** start MATERIAL SUPPLIED **

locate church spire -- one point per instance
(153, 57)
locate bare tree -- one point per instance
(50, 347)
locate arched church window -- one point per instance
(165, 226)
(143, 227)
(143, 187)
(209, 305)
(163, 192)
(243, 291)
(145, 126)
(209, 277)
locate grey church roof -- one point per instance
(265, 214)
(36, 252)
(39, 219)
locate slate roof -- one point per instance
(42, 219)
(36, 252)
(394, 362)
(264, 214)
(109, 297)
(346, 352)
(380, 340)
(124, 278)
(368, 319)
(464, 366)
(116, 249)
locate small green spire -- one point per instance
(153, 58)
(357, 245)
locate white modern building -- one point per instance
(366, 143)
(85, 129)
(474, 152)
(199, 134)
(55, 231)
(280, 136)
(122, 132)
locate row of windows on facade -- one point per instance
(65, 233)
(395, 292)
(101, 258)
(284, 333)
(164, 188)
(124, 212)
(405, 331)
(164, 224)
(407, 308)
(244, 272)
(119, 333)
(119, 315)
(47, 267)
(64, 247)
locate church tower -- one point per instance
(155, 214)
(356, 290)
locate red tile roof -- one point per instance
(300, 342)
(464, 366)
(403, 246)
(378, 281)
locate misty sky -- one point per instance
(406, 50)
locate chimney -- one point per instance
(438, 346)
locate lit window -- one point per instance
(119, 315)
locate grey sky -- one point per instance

** end MATERIAL SUPPLIED **
** start MATERIAL SUPPLIED **

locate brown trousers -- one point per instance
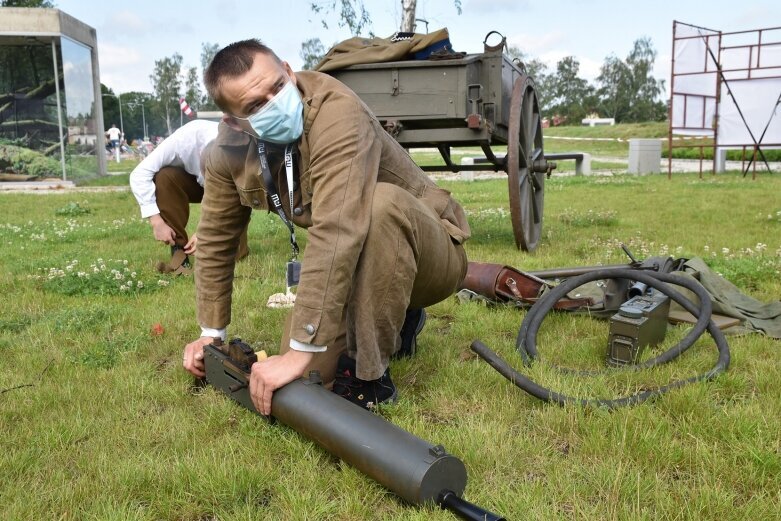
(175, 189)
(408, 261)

** end MATERIAL SUPPLIED **
** start MATERIAL SUPPLIED **

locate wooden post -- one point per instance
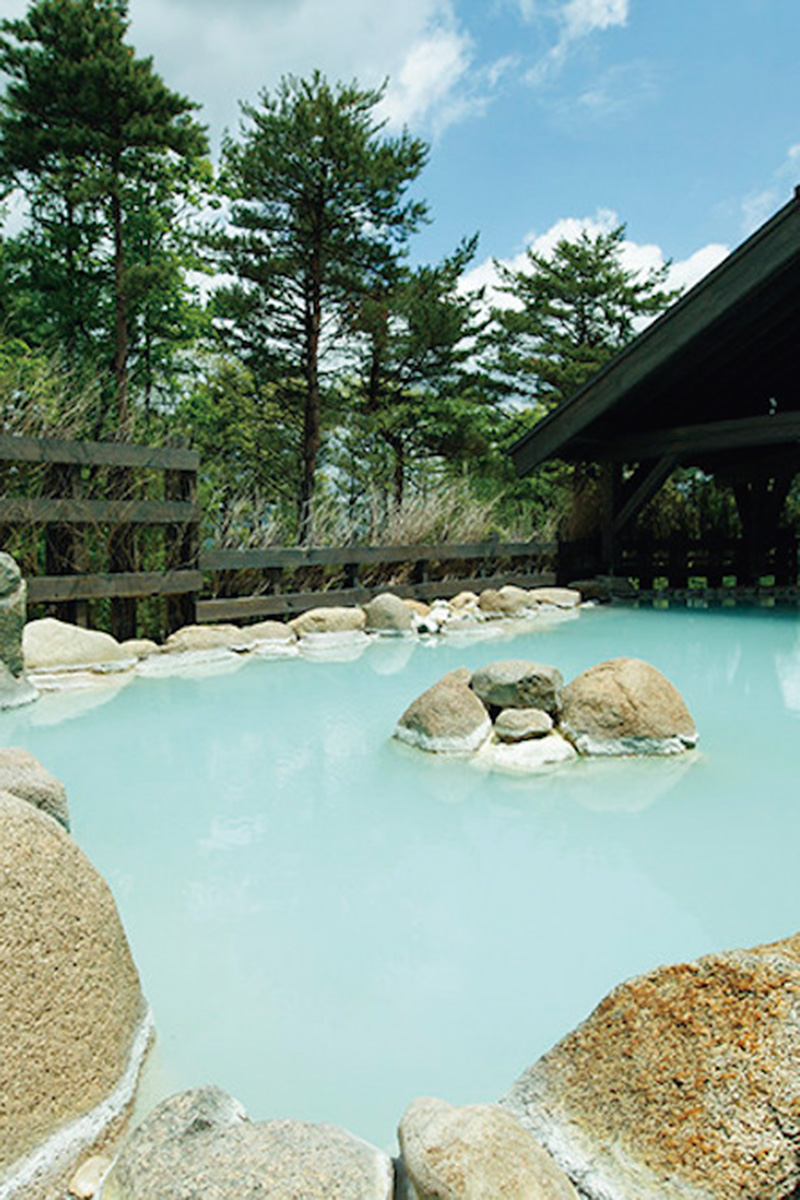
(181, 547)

** end MATERIAL SUPPLIED **

### PROBLEM TO SOLVE:
Pick out every line in the items that contains the word "spire" and copy each one.

### SOLVED PROBLEM:
locate church spire -- one point per instance
locate small green spire -- one point per instance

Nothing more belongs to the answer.